- Work task:
Write out every record below exactly, so that nothing differs from what is shown.
##### Provided records #####
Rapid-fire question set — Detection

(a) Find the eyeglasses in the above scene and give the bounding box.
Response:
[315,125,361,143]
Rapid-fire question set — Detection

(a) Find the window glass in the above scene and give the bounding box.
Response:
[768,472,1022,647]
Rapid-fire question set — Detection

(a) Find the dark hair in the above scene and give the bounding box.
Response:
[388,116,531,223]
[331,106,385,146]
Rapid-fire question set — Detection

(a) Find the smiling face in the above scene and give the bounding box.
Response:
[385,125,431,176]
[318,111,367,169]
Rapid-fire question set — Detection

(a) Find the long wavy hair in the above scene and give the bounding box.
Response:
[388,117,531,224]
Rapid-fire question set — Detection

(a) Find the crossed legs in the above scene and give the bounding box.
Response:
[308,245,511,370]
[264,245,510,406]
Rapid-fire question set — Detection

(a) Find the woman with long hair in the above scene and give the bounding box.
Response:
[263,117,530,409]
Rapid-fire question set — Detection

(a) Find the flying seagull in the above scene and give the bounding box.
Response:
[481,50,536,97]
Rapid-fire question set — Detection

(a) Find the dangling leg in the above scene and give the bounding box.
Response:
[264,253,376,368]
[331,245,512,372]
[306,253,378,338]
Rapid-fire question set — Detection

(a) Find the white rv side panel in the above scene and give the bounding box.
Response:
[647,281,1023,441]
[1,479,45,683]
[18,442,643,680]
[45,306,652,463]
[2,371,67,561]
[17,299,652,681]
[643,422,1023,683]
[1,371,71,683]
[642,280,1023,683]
#####
- Your response:
Rapid-fire question set — Detection

(a) Find the eyeglasses in the above scene and give the bounding box.
Response:
[315,125,361,143]
Rapid-fire question set — Detection

(a) Find the window glass in the above scene and give the bounding box.
Response:
[768,472,1022,647]
Rapid-fire question set — Detection

(a) Find the dark hair in the above scene and give the bounding box.
Response:
[388,116,531,223]
[331,106,385,146]
Rapid-fire question set — Detection

(a) Find the smiling face in the above scene and give the bounding box.
Response:
[385,125,431,176]
[318,111,367,169]
Rapid-fire question set — Detection

(a) Find the long wavy hair in the above scene and give the bounding box.
Response:
[388,117,531,224]
Rapid-fire question set — Detection

(a) Find the crossed legs in the above scene and give the bounding box.
Response:
[308,245,511,370]
[264,245,510,406]
Rapid-fire question set — Detection

(a) Find the woman with long hair in the above scene and give the bounding box.
Response:
[263,117,530,409]
Rapid-fire question set — Detection

(a) Find the flying seagull in the above scene and give the bounding box.
Response:
[481,50,536,97]
Rapid-fire question set — Detection

(a) Find the dangling leg in the above scene and give the bounding box.
Response:
[264,253,376,368]
[331,245,512,372]
[306,253,378,338]
Rapid-fire question set — Detection

(a) Find the white rv side panel in the above scene and give the bounding box.
Response:
[647,281,1023,441]
[1,479,45,683]
[18,442,643,680]
[45,306,652,463]
[2,371,67,561]
[17,299,652,681]
[643,422,1023,683]
[1,371,71,683]
[642,280,1023,683]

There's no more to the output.